AVAILABLE DATA
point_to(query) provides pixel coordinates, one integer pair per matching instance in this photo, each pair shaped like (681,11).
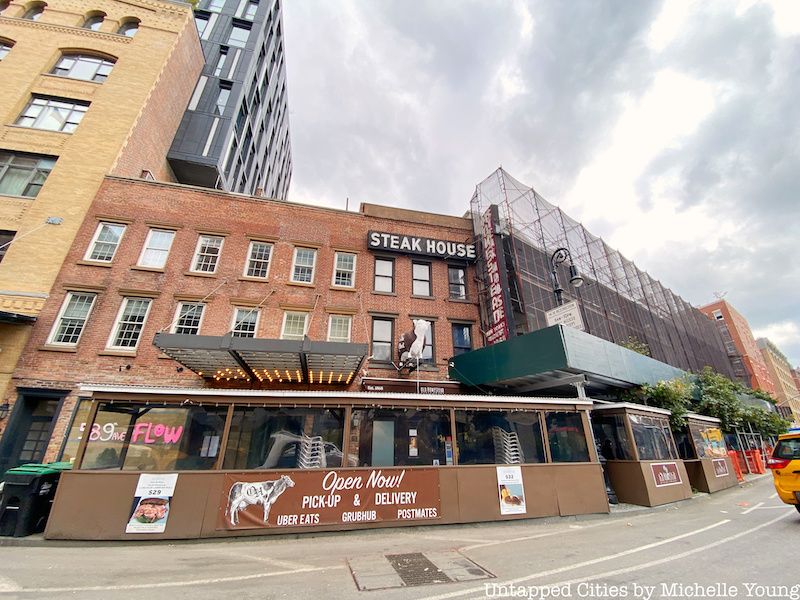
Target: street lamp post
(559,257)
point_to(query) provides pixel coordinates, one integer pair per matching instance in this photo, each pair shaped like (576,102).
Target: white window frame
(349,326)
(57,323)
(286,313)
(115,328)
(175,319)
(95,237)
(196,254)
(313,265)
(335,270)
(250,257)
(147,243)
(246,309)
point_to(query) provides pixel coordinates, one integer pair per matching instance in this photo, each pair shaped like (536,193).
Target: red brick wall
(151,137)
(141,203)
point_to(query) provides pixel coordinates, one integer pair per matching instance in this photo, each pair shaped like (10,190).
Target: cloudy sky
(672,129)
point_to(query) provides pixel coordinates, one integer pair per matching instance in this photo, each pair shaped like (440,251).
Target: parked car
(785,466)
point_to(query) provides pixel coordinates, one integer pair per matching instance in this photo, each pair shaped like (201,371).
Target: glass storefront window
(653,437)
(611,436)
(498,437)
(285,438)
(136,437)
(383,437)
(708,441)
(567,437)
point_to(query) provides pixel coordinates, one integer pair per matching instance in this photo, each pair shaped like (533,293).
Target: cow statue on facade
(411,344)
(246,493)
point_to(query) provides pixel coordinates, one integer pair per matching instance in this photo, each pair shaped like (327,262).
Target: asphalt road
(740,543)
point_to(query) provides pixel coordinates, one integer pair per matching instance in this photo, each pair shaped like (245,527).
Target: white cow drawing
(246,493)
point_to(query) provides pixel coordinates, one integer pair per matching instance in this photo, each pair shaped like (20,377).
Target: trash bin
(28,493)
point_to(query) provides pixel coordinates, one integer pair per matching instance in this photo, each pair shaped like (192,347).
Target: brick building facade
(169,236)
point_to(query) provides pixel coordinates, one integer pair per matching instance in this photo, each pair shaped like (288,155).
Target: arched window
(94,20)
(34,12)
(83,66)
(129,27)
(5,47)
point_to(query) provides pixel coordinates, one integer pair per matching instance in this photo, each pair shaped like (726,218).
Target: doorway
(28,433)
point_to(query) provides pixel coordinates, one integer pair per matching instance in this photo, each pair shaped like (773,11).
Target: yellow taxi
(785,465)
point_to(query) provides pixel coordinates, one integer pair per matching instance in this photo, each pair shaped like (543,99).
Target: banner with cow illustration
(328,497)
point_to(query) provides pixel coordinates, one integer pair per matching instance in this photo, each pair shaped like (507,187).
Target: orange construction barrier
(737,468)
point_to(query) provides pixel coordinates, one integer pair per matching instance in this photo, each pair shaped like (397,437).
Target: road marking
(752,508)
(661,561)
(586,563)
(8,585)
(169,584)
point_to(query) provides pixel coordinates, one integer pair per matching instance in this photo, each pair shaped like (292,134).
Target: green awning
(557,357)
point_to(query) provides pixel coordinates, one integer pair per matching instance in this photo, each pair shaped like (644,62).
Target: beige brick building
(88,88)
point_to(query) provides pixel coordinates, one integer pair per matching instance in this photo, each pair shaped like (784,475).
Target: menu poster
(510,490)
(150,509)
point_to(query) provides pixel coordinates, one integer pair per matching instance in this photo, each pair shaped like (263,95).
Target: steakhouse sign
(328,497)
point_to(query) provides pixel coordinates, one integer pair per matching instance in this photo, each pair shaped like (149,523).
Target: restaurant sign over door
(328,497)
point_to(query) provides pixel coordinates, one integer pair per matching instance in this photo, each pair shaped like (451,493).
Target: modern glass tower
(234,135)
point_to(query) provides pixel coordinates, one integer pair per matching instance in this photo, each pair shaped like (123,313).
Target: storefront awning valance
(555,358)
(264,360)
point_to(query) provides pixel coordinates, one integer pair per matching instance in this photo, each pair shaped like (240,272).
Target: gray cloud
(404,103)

STATED GOAL
Copy out the lines starting at the one containing "shaped like (292,134)." and ending with the last line of the entries. Include nothing else.

EXPECTED ANSWER
point_to(query) provides pixel coordinates, one integer pair per matching instance in this photo, each pair shaped like (292,134).
Target: green awning
(557,357)
point_to(query) provides pixel coordinates, one integer pair per matching instance in this photo, each pair shaped like (644,62).
Target: beige brick building
(88,88)
point_to(query) provides pixel coordinates, one integer pair per matching instance in this photo, each pair shaped like (784,475).
Target: menu poster
(510,490)
(150,509)
point_to(query) provides pixel coordinates, one integer pair per matching instance in this photo, each pair shaped like (263,95).
Target: steakhouse sign
(328,497)
point_to(query) provides pixel coordinates, one integer pair per matching instance in this photo, each pair shaped like (149,523).
Target: restaurant sign over door
(328,497)
point_to(query) provides pixel coordinates, one integer pair per matching instance in this photo, each pair shaped like (451,493).
Target: modern glass tower
(234,135)
point_to(query) provides pixel coordinates, one integer pair per matching instance in this photo, each pair shaped like (123,313).
Target: storefront awning valance
(555,358)
(264,360)
point_to(query) provides pixel coordinates, one integer pair per matching instance in this photo, each pair shaped like (240,272).
Target: gray cloud
(404,103)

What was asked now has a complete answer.